== SUPPLIED TEXT ==

____________

For centuries, the Sutla River was the border river between the Austrian and Hungarian parts of the Habsburg Empire, but this was not a major obstacle for residents on both sides of the river [
5]. In 1899, the Sutla river caused damage during annual floods, and the most important hydrotechnical regulation of the river Sutla has been done. The river Sutla has a mostly natural hydraulic and hydrological regime although with the construction of the Vonarje dam and the reconstruction in 2020 [
5], the natural hydrological regime was disturbed by changes in the transport and a significant reduction of suspended sediment. Since Sutla River is a border watercourse of the Republic of Croatia and the Republic of Slovenia, each country has defined its own water monitoring program (quantity, quality, sediment), measuring stations and water bodies (
Table 1).

____________

== SHORT PROBLEM 1 ==
Copy the records below word for word, but leave the pictures out.

____________

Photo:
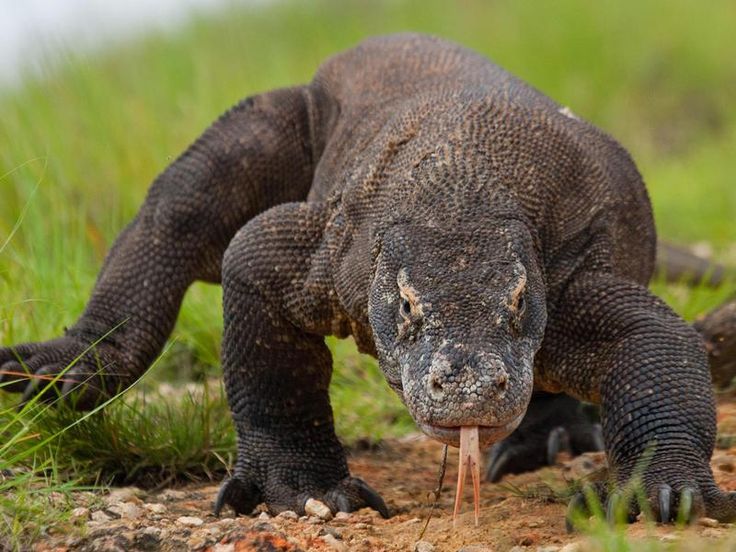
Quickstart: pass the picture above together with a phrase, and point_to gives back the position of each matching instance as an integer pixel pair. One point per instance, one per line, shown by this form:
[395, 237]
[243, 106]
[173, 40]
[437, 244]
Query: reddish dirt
[519, 512]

____________

== SHORT PROBLEM 2 ==
Do these statements agree with the Sutla River text? (a) The most important hydrotechnical regulation of the Sutla was done in 1899. (b) Croatia and Slovenia run one shared water monitoring program for the river. (c) The Vonarje dam and the 2020 reconstruction brought an increase in suspended sediment.

== COMPLETE RESPONSE 1 ==
Photo:
Quickstart: pass the picture above together with a phrase, and point_to gives back the position of each matching instance as an integer pixel pair. One point per instance, one per line, shown by this form:
[395, 237]
[243, 106]
[173, 40]
[437, 244]
Query: reddish dirt
[519, 512]

== COMPLETE RESPONSE 2 ==
(a) Yes: "In 1899, the Sutla river caused damage during annual floods, and the most important hydrotechnical regulation of the river Sutla has been done."
(b) No: "each country has defined its own water monitoring program"
(c) No: "a significant reduction of suspended sediment"